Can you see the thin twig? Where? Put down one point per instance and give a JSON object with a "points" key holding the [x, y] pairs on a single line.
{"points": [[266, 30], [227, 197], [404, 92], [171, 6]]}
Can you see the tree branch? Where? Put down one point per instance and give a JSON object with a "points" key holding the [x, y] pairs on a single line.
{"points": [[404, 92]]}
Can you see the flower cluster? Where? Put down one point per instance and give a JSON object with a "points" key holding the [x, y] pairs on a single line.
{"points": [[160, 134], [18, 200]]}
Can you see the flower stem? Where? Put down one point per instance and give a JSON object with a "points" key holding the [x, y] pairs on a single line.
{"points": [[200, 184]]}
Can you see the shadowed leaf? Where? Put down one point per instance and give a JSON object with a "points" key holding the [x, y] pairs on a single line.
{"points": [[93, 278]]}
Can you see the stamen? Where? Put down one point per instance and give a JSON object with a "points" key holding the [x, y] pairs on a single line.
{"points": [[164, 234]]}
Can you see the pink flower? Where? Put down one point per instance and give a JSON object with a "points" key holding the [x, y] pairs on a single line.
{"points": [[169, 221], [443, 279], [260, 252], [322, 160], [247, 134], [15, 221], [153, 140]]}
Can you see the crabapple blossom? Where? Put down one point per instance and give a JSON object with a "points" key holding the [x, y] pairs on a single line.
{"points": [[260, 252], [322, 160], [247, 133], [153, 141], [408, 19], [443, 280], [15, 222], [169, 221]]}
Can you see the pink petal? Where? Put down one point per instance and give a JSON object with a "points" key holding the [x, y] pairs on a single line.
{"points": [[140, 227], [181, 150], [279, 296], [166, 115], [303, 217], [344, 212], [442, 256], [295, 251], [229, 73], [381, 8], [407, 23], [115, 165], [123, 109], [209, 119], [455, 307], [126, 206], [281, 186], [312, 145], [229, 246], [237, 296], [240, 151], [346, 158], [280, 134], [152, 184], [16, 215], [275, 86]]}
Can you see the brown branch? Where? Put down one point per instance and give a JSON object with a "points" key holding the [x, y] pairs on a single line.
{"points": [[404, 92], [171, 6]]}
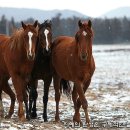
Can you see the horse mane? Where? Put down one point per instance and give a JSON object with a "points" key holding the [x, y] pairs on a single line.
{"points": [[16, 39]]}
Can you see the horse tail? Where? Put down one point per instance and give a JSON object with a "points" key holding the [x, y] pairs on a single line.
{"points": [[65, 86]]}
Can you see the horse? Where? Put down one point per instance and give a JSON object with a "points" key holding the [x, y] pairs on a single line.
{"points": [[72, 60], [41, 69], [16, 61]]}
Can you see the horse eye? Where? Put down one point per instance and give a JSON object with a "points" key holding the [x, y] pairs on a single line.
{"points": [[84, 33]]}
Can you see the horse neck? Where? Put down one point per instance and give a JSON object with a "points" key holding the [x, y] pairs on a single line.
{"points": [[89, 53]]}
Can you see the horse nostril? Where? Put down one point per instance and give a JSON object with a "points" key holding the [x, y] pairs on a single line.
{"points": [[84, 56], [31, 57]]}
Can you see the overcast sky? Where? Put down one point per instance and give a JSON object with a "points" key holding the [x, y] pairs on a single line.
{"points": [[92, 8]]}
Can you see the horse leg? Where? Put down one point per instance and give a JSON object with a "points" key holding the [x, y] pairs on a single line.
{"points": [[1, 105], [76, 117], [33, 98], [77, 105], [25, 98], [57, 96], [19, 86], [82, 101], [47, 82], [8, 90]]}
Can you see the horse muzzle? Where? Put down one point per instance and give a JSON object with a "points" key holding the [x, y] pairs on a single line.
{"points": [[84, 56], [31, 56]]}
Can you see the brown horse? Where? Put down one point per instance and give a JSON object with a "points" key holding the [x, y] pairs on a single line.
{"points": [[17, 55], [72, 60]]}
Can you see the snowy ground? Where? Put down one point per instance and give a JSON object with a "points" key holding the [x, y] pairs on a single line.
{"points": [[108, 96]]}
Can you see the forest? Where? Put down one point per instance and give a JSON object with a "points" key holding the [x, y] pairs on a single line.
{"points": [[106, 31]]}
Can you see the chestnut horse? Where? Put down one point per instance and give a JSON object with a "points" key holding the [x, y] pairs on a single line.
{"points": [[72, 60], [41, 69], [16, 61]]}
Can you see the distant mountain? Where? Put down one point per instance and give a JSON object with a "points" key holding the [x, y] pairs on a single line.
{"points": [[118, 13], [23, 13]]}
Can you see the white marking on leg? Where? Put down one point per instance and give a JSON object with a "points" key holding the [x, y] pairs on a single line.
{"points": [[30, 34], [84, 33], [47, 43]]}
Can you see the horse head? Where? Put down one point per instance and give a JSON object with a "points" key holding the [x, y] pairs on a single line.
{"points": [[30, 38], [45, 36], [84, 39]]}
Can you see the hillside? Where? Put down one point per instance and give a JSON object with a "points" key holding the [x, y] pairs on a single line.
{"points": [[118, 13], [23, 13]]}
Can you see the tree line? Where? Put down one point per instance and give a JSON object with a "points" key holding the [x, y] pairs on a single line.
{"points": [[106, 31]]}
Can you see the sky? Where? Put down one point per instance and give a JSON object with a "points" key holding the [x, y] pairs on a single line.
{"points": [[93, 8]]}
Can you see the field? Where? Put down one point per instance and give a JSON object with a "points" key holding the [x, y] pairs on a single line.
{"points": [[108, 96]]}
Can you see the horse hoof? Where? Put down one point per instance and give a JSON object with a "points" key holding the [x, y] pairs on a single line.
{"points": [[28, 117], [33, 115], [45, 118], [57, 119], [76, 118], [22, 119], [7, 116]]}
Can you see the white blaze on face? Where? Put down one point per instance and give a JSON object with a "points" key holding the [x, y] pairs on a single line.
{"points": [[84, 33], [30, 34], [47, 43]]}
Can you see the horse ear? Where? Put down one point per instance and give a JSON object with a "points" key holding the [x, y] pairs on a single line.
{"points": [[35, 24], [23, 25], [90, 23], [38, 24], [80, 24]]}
==
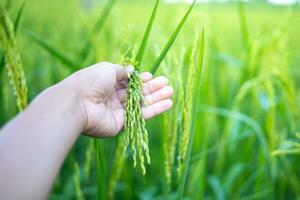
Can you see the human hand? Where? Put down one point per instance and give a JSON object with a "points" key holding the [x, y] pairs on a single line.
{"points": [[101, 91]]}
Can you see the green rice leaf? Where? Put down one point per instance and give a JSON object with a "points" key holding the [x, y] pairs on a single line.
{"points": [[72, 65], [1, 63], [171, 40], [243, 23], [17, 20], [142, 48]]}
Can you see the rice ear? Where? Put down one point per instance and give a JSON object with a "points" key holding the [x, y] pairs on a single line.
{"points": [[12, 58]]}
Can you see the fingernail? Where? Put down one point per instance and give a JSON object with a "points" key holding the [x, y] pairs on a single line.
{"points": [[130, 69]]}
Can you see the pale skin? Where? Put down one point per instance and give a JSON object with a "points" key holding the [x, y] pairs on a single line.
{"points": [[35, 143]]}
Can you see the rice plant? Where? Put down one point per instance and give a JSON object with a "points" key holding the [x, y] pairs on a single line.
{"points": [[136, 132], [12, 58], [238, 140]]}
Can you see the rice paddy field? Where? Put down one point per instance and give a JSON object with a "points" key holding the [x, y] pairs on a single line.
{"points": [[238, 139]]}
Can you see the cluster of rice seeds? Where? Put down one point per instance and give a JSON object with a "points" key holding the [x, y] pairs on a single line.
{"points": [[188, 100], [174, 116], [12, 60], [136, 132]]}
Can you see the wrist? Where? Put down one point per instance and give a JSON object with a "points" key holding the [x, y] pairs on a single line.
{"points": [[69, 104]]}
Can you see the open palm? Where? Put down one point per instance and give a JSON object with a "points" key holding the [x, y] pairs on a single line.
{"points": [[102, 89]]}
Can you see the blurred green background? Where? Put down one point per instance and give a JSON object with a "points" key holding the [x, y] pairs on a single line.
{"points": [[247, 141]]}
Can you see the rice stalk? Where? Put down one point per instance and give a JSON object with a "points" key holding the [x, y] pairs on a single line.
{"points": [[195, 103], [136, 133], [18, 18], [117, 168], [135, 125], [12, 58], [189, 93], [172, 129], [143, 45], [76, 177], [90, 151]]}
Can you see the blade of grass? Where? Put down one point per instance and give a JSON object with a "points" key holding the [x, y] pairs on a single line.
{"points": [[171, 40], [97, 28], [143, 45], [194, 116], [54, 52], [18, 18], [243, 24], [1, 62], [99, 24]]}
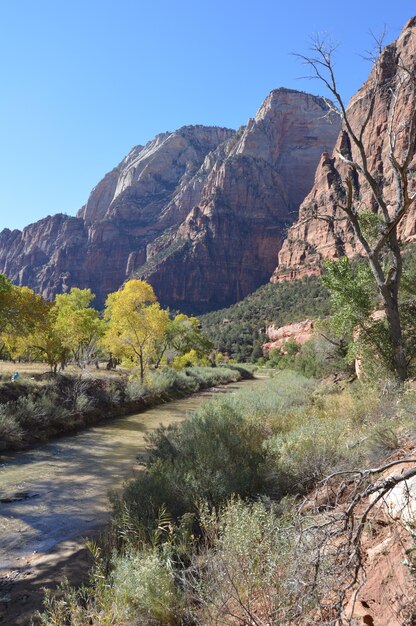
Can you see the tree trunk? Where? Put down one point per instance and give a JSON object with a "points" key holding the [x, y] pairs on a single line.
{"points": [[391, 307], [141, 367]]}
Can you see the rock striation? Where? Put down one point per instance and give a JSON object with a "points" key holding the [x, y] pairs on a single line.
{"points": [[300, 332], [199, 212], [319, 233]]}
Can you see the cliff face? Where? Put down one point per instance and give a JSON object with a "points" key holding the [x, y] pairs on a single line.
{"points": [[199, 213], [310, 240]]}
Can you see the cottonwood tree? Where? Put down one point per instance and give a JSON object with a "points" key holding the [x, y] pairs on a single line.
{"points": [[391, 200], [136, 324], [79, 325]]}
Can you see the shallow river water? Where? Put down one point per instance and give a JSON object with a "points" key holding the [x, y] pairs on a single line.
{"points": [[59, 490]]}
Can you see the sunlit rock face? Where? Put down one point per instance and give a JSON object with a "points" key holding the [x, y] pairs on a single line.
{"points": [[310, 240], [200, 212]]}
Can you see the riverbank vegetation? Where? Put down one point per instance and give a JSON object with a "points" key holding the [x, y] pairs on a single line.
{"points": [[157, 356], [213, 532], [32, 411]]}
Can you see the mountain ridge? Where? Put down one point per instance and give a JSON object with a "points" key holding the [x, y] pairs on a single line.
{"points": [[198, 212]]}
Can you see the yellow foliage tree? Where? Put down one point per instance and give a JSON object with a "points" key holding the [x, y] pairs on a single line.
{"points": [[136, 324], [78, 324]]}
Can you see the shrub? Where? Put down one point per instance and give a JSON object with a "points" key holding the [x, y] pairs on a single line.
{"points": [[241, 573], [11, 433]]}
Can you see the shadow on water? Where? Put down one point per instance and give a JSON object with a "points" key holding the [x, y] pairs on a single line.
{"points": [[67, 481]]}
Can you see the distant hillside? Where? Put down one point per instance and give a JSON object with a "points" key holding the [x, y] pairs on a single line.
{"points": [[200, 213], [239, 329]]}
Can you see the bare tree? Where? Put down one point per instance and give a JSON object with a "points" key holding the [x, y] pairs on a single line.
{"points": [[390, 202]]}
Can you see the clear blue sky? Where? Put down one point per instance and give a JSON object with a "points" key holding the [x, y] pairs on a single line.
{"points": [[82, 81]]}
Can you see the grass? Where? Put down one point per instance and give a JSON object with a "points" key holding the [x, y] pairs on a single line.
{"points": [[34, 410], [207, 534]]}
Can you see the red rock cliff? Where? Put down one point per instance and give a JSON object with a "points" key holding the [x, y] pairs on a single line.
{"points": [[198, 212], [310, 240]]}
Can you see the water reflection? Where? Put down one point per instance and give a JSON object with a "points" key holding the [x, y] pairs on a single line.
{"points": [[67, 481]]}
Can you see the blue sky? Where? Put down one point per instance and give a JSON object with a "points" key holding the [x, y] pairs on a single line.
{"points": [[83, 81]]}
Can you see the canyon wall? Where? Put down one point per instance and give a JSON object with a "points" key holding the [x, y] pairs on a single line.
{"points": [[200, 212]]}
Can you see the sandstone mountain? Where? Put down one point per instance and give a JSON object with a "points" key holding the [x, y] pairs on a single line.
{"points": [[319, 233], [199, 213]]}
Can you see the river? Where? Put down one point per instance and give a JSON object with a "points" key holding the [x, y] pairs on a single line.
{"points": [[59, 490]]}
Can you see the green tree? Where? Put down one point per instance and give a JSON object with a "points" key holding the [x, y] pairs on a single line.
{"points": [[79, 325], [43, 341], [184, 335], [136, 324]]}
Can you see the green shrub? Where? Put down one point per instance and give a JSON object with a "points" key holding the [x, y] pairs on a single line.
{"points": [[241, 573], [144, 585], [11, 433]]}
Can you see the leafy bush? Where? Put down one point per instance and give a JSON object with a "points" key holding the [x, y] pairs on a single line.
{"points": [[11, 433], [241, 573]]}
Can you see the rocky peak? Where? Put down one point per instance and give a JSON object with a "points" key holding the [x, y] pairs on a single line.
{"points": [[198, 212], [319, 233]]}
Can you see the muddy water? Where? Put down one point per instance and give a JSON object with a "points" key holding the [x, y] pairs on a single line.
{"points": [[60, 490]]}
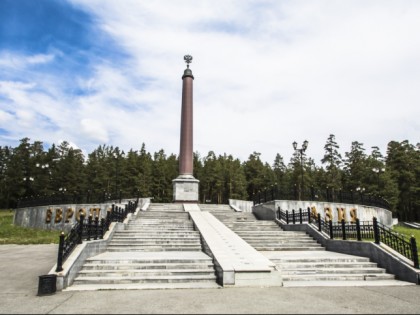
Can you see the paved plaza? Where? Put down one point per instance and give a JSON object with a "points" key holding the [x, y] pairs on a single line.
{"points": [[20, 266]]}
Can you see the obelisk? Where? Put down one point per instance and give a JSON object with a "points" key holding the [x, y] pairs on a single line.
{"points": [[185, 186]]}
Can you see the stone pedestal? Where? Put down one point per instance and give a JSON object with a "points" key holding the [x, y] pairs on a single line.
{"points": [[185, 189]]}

Set task: Which lines in the rows above contain the string "hillside", counting only matches with the same case? Copy each of those lines in full.

Result for this task:
Can you see the hillside? Where? Put down one point per instance and give a JSON object with a "points" key holding the [x, y] pairs on a single line.
Can you see the distant hillside? Where? Put down one point per instance and give a JSON object with a "points" key holding the [x, y] pairs on a single line.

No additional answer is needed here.